• **文書の抜粋**
########################################

ただ“温泉に入る”というだけでなく、日常から離れて、自然豊かな温泉地でリラックスして入浴することで、体も心も、芯から癒やされるのだろう。

 

昼食は憩の家のレストランで頂いた。

なんと鹿野高原豚を温泉水でしゃぶしゃぶにするという。

贅沢〜!!

「温泉ポークしゃぶしゃぶ定食」は、税込みで1350円。

ヤマメ、刺身こんにゃく、コーヒーをつけたセットにもできる。

温泉水自体にほのかな塩分やミネラルが含まれているので、肉の表面に被膜ができて、肉のうま味が流れ出さずに閉じ込められる。

昆布を敷いた温泉水を沸騰させ、お肉をしゃぶしゃぶにして、ポン酢しょうゆでいただく。

柔らかくてジューシーな風味がぎゅっと詰まっている。

これが温泉しゃぶしゃぶか!

感動の味。

########################################

• **課題 1**
温泉しゃぶしゃぶの文章を、一字も変えずに全文書き写すこと。
この文章とレコードは、それぞれ出典が異なる。

########################################

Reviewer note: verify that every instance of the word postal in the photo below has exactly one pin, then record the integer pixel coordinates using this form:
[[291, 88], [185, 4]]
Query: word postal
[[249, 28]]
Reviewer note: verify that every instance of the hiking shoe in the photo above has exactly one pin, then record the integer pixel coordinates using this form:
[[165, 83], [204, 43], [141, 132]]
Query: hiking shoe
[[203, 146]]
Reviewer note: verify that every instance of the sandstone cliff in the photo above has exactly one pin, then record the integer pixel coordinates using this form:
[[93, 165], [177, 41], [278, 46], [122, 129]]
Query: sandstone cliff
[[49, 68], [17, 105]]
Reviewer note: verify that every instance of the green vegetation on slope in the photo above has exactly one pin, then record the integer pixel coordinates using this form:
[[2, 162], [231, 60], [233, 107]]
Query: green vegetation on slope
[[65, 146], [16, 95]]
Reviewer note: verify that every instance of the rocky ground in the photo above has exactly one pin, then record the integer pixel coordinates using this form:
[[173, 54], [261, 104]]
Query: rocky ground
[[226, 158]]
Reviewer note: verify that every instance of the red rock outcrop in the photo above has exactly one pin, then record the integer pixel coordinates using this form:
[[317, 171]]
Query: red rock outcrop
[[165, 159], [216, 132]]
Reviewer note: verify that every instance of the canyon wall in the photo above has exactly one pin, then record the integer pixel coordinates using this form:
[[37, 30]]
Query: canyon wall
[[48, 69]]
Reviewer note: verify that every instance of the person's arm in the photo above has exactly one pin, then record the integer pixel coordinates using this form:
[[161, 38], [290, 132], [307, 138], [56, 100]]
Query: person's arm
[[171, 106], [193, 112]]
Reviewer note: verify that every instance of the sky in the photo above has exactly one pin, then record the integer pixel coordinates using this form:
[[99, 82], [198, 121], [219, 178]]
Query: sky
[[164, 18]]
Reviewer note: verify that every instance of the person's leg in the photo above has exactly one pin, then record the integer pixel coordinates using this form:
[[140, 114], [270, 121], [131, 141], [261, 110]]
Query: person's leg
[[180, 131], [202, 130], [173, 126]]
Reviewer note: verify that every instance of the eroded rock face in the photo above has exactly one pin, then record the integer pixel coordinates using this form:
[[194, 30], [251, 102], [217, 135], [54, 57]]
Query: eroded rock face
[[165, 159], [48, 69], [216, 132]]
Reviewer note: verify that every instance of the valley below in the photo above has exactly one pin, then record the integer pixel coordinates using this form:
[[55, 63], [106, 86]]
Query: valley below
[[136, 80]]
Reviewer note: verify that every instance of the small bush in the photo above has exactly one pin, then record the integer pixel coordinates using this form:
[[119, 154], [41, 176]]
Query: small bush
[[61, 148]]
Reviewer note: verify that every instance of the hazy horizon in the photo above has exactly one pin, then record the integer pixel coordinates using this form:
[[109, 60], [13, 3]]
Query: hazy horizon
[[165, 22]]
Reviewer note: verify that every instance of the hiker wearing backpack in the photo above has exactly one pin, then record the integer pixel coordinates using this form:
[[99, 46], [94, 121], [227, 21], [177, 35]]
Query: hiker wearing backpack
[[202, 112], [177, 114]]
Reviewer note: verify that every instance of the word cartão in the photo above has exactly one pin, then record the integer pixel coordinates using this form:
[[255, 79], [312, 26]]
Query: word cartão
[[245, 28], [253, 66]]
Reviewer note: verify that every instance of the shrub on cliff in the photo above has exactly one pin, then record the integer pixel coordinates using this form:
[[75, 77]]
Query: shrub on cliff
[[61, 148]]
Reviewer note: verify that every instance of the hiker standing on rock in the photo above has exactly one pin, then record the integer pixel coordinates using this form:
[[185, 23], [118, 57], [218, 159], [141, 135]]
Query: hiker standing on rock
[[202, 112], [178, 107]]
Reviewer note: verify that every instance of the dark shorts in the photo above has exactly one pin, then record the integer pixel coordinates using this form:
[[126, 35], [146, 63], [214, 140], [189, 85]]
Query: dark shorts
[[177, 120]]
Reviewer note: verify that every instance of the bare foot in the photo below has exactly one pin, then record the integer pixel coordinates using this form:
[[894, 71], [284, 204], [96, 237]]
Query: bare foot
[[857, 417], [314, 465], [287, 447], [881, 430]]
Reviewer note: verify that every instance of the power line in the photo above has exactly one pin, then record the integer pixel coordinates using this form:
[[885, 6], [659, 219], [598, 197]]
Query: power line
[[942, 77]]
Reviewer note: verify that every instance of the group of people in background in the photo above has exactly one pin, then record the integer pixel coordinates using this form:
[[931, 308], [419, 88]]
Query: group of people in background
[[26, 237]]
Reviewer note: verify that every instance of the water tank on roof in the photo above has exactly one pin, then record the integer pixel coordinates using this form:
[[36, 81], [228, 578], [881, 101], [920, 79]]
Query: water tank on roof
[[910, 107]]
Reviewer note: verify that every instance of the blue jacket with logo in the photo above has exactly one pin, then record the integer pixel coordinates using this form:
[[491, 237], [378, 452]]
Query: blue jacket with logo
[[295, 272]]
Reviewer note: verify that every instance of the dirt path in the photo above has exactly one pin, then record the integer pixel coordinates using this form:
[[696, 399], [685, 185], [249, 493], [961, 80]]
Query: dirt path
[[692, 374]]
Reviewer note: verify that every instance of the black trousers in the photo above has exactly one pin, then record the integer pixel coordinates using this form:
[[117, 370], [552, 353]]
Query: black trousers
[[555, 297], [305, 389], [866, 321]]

########################################

• **課題 2**
レコードの冒頭から「[[249, 28]]」を含む行までを両端も含めて取り出し、1行を1つの文字列とするJSONのリストに書き換えよ。空行は入れず、この範囲の行だけを対象とする。

• **解答 1**
ただ“温泉に入る”というだけでなく、日常から離れて、自然豊かな温泉地でリラックスして入浴することで、体も心も、芯から癒やされるのだろう。

 

昼食は憩の家のレストランで頂いた。

なんと鹿野高原豚を温泉水でしゃぶしゃぶにするという。

贅沢〜!!

「温泉ポークしゃぶしゃぶ定食」は、税込みで1350円。

ヤマメ、刺身こんにゃく、コーヒーをつけたセットにもできる。

温泉水自体にほのかな塩分やミネラルが含まれているので、肉の表面に被膜ができて、肉のうま味が流れ出さずに閉じ込められる。

昆布を敷いた温泉水を沸騰させ、お肉をしゃぶしゃぶにして、ポン酢しょうゆでいただく。

柔らかくてジューシーな風味がぎゅっと詰まっている。

これが温泉しゃぶしゃぶか!

感動の味。

• **解答 2**
[
  "Reviewer note: verify that every instance of the word postal in the photo below has exactly one pin, then record the integer pixel coordinates using this form:",
  "[[291, 88], [185, 4]]",
  "Query: word postal",
  "[[249, 28]]"
]